- **GIVEN EXERCISE A**: Show every line of the entries below that contains the word "volcanic", treating uppercase and lowercase as different.

* Begin TEXT TO READ *

A deep-dyed educational egalitarian would doubtless suggest that this was hugely regrettable, to which one might reply that it would be a very odd parent who didn't want his or her children to read as rapidly as possible and glory in the accomplishment once it was proven.

Any objective assessment of the way in which children receive an education in the UK has, consequently, to begin with an acknowledgement that it is fundamentally unfair to perhaps a quarter of the pupils involved in it. But in the circumstances, it could hardly be anything else. Certainly there are certain western democracies who have made a success out of equal-opportunity all-in state education, but they tend to be countries in which social distinctions, however flagrant in the world outside, have never been allowed into the classroom.

To say that it is all the fault of the private sector, as a certain kind of left-liberal flat-earther continues obstinately to insist, is irrelevant. The private schools are not going to go away, and occasional vague attempts to reign in their influence through positive discrimination are horribly unfair to the children involved. If the criterion for success is academic ability, the prize goes to the child with top marks, whether he comes from Eton or Grimepit Colliery Comprehensive.

* End TEXT TO READ *

- **GIVEN EXERCISE B**: Take the passage on UK schooling further, continuing from the point where it stops.

* Begin DATA PROVIDED *

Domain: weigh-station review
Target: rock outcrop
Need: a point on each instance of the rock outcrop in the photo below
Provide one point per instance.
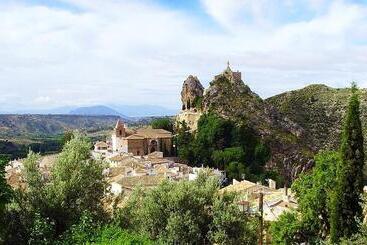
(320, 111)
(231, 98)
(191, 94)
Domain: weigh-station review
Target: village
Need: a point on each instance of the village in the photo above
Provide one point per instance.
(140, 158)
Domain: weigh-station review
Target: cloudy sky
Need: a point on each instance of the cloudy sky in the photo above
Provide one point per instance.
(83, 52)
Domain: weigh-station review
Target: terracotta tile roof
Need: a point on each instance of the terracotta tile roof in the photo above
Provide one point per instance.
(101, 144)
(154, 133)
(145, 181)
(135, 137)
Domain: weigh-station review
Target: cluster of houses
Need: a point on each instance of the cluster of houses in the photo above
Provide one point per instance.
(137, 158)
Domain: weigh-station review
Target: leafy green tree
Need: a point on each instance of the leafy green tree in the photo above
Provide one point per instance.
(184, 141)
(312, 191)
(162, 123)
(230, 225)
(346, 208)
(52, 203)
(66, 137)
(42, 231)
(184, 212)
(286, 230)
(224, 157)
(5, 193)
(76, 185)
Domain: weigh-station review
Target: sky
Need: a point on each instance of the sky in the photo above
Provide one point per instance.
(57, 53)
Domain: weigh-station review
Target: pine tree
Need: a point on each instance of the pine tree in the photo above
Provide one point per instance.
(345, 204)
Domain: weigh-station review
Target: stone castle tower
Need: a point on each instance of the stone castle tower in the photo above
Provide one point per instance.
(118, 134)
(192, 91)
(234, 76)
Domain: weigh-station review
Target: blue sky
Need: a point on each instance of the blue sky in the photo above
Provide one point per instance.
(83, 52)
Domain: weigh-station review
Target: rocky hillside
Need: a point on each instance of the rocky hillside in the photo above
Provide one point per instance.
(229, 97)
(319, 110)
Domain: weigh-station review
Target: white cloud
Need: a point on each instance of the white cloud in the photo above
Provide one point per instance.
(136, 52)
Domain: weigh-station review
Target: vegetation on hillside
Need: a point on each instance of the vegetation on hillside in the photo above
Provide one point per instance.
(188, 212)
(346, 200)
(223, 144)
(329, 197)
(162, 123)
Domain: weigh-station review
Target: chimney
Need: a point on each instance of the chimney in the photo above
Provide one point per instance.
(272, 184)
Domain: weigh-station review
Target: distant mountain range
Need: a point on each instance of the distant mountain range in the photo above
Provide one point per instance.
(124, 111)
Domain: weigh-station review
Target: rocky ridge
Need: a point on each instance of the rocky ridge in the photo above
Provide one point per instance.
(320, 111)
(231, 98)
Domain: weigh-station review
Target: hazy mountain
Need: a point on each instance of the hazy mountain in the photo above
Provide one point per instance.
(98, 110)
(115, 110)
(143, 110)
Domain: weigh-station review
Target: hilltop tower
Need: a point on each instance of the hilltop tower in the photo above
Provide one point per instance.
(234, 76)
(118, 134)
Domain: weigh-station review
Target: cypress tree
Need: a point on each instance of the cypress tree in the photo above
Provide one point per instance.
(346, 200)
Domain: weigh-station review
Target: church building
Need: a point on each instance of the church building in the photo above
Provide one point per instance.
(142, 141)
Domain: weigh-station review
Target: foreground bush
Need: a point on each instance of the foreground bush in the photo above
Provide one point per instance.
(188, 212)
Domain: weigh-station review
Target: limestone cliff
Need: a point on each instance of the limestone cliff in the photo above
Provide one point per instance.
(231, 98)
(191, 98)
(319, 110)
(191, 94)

* End DATA PROVIDED *
* Begin DATA PROVIDED *

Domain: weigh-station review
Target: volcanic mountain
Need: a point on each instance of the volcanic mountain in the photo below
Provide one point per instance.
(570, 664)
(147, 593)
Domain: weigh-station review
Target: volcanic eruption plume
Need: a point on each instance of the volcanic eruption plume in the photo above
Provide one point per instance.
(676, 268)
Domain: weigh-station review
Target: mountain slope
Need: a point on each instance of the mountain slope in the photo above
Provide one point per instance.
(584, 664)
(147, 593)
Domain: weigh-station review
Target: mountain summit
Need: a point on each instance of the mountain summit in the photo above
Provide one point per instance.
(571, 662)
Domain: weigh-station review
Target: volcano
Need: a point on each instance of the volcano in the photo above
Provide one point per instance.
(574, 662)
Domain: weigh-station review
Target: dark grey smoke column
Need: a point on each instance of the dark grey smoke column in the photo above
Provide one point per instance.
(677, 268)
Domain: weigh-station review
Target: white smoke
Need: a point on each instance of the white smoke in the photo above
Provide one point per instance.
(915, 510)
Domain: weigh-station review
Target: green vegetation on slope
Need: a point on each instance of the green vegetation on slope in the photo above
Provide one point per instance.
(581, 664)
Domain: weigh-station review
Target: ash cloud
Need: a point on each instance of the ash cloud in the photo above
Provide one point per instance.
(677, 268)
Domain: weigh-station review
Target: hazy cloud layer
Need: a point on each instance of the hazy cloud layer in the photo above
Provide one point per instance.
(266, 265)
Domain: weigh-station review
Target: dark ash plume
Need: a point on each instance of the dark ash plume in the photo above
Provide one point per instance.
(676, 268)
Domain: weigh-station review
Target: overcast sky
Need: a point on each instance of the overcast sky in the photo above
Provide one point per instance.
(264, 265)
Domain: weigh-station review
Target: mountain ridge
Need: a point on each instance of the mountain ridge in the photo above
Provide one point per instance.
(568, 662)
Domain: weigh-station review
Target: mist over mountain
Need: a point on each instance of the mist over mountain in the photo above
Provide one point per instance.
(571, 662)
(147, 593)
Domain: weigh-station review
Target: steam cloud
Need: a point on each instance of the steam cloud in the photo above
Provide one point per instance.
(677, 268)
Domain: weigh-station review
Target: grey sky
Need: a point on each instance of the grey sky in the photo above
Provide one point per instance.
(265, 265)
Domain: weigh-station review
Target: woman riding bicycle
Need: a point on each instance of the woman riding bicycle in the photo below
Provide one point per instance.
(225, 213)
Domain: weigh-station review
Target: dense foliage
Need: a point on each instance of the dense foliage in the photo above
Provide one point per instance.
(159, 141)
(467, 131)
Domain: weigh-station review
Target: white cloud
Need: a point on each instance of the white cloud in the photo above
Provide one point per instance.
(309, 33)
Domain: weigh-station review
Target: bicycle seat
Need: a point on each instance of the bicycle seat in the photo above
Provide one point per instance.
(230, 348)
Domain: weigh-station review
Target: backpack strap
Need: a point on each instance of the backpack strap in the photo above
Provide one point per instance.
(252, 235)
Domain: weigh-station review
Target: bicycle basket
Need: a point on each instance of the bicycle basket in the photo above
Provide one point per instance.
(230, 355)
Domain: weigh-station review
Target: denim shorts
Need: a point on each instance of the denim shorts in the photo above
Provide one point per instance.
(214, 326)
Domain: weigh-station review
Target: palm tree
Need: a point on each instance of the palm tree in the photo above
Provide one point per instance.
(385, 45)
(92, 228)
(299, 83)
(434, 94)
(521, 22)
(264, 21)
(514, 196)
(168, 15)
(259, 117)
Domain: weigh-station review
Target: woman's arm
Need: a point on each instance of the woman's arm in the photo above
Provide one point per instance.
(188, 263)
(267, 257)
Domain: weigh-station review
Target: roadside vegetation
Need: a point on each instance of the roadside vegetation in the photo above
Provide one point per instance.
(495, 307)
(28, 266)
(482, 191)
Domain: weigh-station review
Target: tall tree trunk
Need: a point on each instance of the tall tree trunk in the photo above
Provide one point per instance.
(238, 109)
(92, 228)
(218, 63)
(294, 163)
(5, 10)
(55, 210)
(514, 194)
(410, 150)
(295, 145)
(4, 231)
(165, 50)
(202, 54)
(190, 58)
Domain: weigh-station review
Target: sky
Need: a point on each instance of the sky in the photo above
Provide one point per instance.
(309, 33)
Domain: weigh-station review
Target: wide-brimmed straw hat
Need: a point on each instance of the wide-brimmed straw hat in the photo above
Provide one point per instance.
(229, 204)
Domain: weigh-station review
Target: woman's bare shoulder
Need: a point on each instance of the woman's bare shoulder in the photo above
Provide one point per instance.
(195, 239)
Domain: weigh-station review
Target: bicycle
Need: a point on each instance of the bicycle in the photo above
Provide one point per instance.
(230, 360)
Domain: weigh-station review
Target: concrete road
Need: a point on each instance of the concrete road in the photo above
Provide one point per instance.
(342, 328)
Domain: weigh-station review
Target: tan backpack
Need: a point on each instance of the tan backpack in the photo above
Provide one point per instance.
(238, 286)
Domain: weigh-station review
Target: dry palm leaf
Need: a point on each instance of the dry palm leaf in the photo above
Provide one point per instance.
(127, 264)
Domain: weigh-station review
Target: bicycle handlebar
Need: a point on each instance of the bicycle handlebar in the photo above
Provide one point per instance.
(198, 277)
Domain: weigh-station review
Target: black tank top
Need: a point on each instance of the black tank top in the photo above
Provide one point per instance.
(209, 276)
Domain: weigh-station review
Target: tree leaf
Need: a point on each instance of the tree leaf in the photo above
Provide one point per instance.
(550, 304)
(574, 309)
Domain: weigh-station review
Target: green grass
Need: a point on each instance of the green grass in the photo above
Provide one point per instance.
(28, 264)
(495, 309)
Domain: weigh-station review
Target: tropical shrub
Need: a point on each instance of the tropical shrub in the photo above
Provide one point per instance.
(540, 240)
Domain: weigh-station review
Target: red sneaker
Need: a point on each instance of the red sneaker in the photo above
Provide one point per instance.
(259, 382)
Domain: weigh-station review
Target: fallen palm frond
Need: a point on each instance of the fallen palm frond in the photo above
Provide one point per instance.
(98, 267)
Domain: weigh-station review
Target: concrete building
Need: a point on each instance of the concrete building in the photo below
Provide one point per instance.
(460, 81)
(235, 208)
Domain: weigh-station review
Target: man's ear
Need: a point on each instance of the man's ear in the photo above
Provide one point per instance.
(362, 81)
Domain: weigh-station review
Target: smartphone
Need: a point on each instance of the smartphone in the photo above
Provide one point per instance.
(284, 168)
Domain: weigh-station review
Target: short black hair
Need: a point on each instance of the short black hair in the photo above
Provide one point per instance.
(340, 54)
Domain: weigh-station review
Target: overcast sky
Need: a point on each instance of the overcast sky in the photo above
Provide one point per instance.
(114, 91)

* End DATA PROVIDED *

- **EXERCISE ANSWER A**:
Target: volcanic mountain
Need: a point on each instance of the volcanic mountain in the photo below
Target: volcanic eruption plume
Need: a point on each instance of the volcanic eruption plume in the photo above

- **EXERCISE ANSWER B**:
And so we are left with a state education system which, if it wishes to prosper, is forced to follow the template of a private school system from which it is theoretically supposed to be distinct. Ask the average left-wing educator what his or her solution might be to the hulking inequalities that assist the rise of Tabitha and Jemima to the front page of The Daily Telegraph, while confining Charleen and Jade to petty abuse and they generally come up with something called the "community school", a slightly more enlightened version of the US high school, with mixed-ability teaching and no opt-outs.

Even if such a principle could be enforced, one can just imagine the way in which the wire-pulling middle-classes would make the scheme work to their children's advantage, and who can blame them?

The only way in which we can deal with the loaded dice flung down each year onto the green baize of the educational table is to acknowledge that they exist and do our best to ameliorate the worst of their excesses. On the other hand, this process will take time, and you imagine that Jade, Charleen and the other Furies of the school bus back seat are already beyond its reach.